● **Stated goal**: Will you restate verbatim the lines running from the line with "A teaching note to the class: indicate the granite" to the end of the data, leaving out everything else?

● **Input for this task**:
#####

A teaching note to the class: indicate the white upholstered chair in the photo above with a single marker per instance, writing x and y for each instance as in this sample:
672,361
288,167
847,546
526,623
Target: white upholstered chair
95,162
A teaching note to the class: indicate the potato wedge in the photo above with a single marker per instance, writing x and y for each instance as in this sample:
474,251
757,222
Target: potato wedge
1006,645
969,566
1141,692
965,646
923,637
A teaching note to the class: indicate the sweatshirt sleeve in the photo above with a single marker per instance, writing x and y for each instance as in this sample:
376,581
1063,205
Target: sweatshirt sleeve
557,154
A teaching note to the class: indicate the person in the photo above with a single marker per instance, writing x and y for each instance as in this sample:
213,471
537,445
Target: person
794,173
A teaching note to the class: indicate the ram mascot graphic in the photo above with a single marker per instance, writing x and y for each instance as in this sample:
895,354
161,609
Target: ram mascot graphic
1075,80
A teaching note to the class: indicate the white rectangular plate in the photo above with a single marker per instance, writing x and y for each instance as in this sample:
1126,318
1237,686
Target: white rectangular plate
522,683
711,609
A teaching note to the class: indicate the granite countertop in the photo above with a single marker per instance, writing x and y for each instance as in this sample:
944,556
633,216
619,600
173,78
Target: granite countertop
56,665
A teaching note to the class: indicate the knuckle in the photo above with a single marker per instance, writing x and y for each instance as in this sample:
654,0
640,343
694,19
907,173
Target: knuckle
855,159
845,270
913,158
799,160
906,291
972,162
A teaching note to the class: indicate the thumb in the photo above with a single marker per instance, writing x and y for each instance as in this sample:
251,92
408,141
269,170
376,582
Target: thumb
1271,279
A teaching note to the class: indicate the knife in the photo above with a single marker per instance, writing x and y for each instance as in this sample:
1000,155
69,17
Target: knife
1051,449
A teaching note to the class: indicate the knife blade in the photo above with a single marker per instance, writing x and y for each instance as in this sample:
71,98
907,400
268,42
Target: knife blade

#####

● **Full output**:
A teaching note to the class: indicate the granite countertop in the photo above with a single marker per instance, writing x and y for each instance as in this sample:
944,556
633,216
619,600
173,78
Target: granite countertop
56,665
A teaching note to the class: indicate the knuckle in the photo above with a single marker per instance, writing x and y for each instance as in this sample:
654,0
640,343
694,19
907,173
Target: knuckle
855,159
845,270
913,158
799,160
906,291
972,162
A teaching note to the class: indicate the thumb in the photo above with a single marker per instance, writing x and y for each instance as in this sample:
251,92
408,141
269,170
376,582
Target: thumb
1271,279
A teaching note to the class: indicate the knife in the photo above with a single marker per instance, writing x and y for each instance as in this sample:
1000,155
69,17
Target: knife
1051,449
A teaching note to the class: indicate the knife blade in the photo above with a single marker per instance, writing x and y for each instance as in this sample:
71,98
907,400
268,42
Target: knife blade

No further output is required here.